# EXTRACTED RECORDS:

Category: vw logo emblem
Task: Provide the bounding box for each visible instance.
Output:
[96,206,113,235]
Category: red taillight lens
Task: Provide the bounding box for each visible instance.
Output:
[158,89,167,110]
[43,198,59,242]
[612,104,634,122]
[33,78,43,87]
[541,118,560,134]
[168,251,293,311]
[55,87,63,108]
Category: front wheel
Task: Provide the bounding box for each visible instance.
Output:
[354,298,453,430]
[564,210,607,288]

# PROBLEM TO WORK ON:
Repeat each of the entries exactly.

# TASK RESPONSE:
Category: vw logo emblem
Task: Provide the bounding box for each visible instance.
Output:
[96,206,113,235]
Category: red taillight lens
Task: Provide the bounding box for each visible instance.
Output:
[158,89,167,110]
[43,198,59,242]
[612,104,634,122]
[33,78,43,87]
[541,118,560,134]
[168,251,293,311]
[55,87,63,108]
Category: front wheel
Task: Provide the bounding box for each visible instance.
Output:
[354,298,453,430]
[564,210,607,288]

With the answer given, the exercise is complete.